Dataset records about object locations:

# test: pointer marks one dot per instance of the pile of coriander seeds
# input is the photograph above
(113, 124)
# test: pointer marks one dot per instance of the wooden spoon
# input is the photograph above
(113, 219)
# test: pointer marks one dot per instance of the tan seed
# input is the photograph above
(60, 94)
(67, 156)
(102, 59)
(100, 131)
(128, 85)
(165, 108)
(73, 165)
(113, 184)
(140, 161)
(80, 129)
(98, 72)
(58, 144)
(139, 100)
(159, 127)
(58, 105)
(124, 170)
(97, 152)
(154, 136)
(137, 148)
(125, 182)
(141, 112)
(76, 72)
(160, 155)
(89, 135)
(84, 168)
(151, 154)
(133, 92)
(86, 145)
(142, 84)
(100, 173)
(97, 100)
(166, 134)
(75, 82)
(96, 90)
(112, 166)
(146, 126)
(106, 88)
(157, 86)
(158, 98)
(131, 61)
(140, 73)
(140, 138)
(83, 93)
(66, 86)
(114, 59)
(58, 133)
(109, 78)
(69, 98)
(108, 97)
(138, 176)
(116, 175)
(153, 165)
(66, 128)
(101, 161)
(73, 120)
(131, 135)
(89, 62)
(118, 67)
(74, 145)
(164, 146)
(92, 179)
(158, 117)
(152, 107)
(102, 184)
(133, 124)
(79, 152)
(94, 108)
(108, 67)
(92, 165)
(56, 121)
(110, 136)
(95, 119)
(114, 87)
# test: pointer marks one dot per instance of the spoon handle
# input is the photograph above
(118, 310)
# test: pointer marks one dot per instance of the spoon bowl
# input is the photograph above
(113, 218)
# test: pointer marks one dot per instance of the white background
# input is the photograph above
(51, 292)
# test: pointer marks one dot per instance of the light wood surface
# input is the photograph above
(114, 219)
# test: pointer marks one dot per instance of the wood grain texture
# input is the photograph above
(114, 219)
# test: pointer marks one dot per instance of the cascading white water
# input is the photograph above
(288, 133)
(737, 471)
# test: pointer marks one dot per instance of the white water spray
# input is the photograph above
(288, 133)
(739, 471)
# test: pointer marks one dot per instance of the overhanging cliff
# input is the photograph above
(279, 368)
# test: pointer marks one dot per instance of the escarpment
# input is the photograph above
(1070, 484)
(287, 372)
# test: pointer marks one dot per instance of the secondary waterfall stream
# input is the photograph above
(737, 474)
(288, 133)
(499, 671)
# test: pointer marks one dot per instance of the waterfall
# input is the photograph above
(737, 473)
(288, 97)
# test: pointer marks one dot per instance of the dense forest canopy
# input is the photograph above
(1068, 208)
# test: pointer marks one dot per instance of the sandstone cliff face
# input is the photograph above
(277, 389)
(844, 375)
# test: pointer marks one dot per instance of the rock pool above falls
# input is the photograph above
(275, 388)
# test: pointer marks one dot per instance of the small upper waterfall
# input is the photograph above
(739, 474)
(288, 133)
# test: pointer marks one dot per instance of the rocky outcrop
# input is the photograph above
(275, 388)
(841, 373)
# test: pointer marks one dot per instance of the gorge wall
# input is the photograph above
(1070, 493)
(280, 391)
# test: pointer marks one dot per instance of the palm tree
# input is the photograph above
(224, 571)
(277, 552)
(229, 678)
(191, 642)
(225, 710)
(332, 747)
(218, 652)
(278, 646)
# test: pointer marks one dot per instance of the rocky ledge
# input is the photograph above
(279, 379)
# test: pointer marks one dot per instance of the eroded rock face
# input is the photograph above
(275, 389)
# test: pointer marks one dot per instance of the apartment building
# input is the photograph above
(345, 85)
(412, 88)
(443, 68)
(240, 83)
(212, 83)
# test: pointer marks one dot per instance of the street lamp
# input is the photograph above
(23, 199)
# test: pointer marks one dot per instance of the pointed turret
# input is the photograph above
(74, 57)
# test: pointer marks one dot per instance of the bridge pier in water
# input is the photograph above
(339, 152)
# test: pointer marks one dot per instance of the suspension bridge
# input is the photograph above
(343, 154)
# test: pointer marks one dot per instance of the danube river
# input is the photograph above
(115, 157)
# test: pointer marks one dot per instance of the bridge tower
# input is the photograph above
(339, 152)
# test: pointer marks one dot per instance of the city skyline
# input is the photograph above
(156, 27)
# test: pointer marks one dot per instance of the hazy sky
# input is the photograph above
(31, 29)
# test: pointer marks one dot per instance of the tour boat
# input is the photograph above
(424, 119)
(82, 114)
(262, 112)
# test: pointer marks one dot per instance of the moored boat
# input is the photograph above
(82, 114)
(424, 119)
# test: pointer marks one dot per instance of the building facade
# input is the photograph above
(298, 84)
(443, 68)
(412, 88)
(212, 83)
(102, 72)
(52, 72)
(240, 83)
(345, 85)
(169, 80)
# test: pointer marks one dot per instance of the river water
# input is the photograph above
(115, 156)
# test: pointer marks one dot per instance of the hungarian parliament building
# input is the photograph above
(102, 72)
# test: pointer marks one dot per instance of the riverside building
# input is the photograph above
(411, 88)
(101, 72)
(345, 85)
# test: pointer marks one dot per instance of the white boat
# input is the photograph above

Short task —
All of the records must be repeated exactly.

Answer in full —
# test: pointer marks one dot per instance of the pile of coriander seeds
# input is the photograph above
(113, 124)
# test: pointer marks one dot per instance of the wooden spoon
# input is the photograph above
(113, 219)
# test: pointer marks one dot per instance of the tan seed
# input is the photograph above
(60, 94)
(67, 156)
(102, 59)
(100, 131)
(128, 85)
(165, 108)
(73, 165)
(113, 184)
(140, 161)
(80, 129)
(98, 72)
(58, 144)
(139, 100)
(159, 127)
(58, 105)
(124, 170)
(97, 152)
(154, 136)
(137, 148)
(125, 182)
(141, 112)
(76, 72)
(160, 155)
(89, 135)
(84, 168)
(151, 154)
(133, 92)
(86, 145)
(142, 84)
(100, 173)
(97, 100)
(166, 134)
(75, 82)
(96, 90)
(112, 166)
(146, 126)
(106, 88)
(157, 86)
(158, 98)
(131, 61)
(140, 73)
(140, 138)
(83, 93)
(66, 86)
(114, 59)
(58, 133)
(109, 78)
(69, 98)
(108, 97)
(138, 176)
(116, 175)
(153, 165)
(66, 128)
(101, 161)
(73, 120)
(131, 135)
(89, 62)
(118, 67)
(74, 145)
(164, 146)
(92, 179)
(158, 117)
(152, 107)
(102, 184)
(133, 124)
(79, 152)
(94, 108)
(108, 67)
(92, 165)
(56, 121)
(110, 136)
(95, 119)
(114, 87)
# test: pointer marks one dot per instance of the spoon handle
# input is the photograph above
(118, 310)
# test: pointer marks one dot per instance of the spoon bowl
# input is the photograph above
(113, 218)
# test: pointer marks one dot per instance of the white background
# input is the photograph above
(51, 292)
# test: pointer marks one dot per instance of the light wood surface
# input is the photograph above
(114, 219)
# test: pointer marks one dot per instance of the wood grain texture
# input is the photograph above
(114, 219)
# test: pointer marks one dot per instance of the cascading white water
# input is the photograph above
(288, 133)
(737, 471)
# test: pointer marks one dot per instance of the white water spray
# input is the photograph above
(288, 133)
(739, 471)
# test: pointer marks one dot per instance of the overhanging cliff
# input is the photograph above
(279, 368)
# test: pointer marks one dot per instance of the escarpment
# input is the photograph above
(1070, 484)
(287, 372)
# test: pointer marks one dot per instance of the secondary waterfall stream
# input is the photograph above
(737, 474)
(288, 133)
(499, 671)
# test: pointer marks one dot per instance of the waterfall
# input is the photograph above
(737, 473)
(288, 97)
# test: pointer marks one dot per instance of the dense forest canopy
# input is the photograph above
(1068, 208)
# test: pointer marks one dot per instance of the sandstone cliff face
# input is the photograph above
(277, 389)
(844, 375)
# test: pointer marks one dot per instance of the rock pool above falls
# input is the photograph above
(275, 388)
# test: pointer marks one dot per instance of the small upper waterfall
# input is the photograph above
(739, 474)
(288, 133)
# test: pointer marks one dot per instance of the rocky outcrop
# input is the photograph above
(275, 388)
(841, 373)
# test: pointer marks one dot per instance of the gorge wall
# input is the photograph above
(1070, 493)
(280, 391)
# test: pointer marks one dot per instance of the palm tree
# input is the photograph above
(224, 571)
(277, 552)
(229, 678)
(191, 642)
(225, 710)
(332, 747)
(218, 652)
(278, 646)
# test: pointer marks one dot per instance of the rocky ledge
# input is the photograph above
(279, 379)
# test: pointer marks one dot per instance of the eroded rock face
# input is the photograph above
(275, 389)
# test: pointer marks one dot per instance of the apartment building
# input is the photograph above
(345, 85)
(412, 88)
(443, 68)
(240, 83)
(212, 83)
# test: pointer marks one dot per instance of the street lamp
# input is the photograph above
(23, 199)
# test: pointer marks one dot per instance of the pointed turret
# input is the photograph above
(74, 57)
# test: pointer marks one dot per instance of the bridge pier in water
# input is the photograph above
(339, 152)
# test: pointer marks one dot per instance of the suspension bridge
# input is the photograph above
(343, 154)
# test: pointer marks one dot per instance of the danube river
# input is the photograph above
(115, 157)
# test: pointer marks one dot per instance of the bridge tower
# input is the photograph above
(339, 152)
# test: pointer marks one dot per instance of the city skyline
# input is the photograph above
(156, 27)
# test: pointer marks one dot per instance of the hazy sky
# input is the photograph above
(31, 29)
# test: pointer marks one dot per instance of the tour boat
# input is the photograph above
(424, 119)
(82, 114)
(262, 112)
# test: pointer marks one dot per instance of the moored boat
# input is the photograph above
(82, 114)
(424, 119)
# test: pointer marks one dot per instance of the building facade
# input is the photograph above
(298, 84)
(443, 68)
(412, 88)
(212, 83)
(102, 72)
(52, 72)
(240, 83)
(345, 85)
(169, 80)
# test: pointer marks one dot per instance of the river water
# input is the photograph above
(115, 156)
# test: pointer marks one dot per instance of the hungarian parliament building
# input is the photograph above
(102, 72)
# test: pointer marks one dot per instance of the riverside building
# input is the photograph above
(411, 88)
(101, 72)
(345, 85)
# test: pointer marks one dot per instance of the white boat
# input is the photograph above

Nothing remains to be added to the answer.